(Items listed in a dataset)
* start *
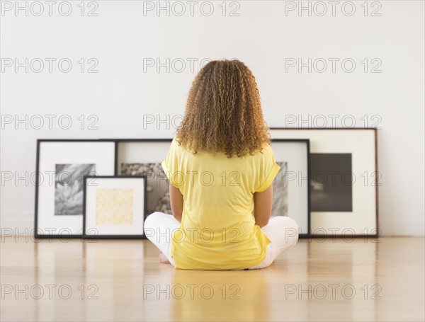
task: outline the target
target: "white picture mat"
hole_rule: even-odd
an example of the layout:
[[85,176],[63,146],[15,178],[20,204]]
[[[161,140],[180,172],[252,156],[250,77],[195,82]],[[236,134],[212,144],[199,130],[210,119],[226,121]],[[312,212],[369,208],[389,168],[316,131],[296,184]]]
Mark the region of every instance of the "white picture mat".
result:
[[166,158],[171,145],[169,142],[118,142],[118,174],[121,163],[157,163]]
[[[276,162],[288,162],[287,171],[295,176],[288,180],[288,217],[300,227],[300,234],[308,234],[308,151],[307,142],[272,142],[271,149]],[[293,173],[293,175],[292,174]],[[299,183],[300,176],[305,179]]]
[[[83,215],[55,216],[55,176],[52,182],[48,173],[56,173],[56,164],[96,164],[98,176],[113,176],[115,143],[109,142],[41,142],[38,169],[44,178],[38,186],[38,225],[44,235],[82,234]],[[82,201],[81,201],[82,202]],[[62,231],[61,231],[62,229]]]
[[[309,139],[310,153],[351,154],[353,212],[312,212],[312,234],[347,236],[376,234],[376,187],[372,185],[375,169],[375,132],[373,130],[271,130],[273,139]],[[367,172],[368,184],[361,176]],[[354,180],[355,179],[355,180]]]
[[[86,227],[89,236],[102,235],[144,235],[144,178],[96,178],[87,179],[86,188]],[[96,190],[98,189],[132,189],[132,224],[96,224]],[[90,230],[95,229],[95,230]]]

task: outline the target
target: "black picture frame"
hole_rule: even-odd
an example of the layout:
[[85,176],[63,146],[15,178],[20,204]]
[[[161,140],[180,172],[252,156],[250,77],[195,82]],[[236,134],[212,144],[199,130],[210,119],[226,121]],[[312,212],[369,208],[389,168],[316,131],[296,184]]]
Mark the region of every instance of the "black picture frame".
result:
* end *
* start *
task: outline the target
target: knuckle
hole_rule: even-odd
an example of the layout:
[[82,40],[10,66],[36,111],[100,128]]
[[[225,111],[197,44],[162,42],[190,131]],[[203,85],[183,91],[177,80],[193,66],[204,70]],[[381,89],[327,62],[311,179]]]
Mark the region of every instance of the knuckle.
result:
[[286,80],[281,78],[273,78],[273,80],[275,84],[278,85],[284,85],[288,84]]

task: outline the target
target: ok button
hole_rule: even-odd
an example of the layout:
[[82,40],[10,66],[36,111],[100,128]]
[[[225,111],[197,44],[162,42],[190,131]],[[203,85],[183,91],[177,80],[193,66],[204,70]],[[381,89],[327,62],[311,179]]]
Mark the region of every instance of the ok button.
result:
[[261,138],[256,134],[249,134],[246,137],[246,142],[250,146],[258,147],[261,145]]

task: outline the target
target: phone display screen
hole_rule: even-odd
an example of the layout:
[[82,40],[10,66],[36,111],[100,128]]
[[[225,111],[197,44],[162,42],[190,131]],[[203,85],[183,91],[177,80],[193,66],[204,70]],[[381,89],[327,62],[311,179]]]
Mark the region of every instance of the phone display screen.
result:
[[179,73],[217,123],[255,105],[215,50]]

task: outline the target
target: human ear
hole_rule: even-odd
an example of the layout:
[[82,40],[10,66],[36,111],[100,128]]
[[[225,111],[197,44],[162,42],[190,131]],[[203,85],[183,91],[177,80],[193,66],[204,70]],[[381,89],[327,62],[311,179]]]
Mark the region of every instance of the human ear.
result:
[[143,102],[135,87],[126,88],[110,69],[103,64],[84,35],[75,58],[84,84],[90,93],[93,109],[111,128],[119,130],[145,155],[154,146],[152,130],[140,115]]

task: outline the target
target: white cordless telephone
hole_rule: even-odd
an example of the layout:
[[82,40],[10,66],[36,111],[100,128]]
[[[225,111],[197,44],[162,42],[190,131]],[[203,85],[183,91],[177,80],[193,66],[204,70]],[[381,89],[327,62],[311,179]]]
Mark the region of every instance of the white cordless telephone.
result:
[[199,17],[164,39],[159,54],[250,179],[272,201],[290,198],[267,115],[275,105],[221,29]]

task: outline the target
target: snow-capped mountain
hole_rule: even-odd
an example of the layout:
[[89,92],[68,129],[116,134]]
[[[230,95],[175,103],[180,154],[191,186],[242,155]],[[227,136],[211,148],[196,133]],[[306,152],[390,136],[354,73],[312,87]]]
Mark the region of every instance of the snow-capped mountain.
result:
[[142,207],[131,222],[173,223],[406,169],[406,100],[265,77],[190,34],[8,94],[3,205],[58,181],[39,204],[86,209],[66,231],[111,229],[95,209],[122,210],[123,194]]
* end *
* **Written instruction**: Show each line of the material above that contains the word "snow".

* **Reply to the task**:
target: snow-capped mountain
Mark the region of every instance of the snow-capped mountain.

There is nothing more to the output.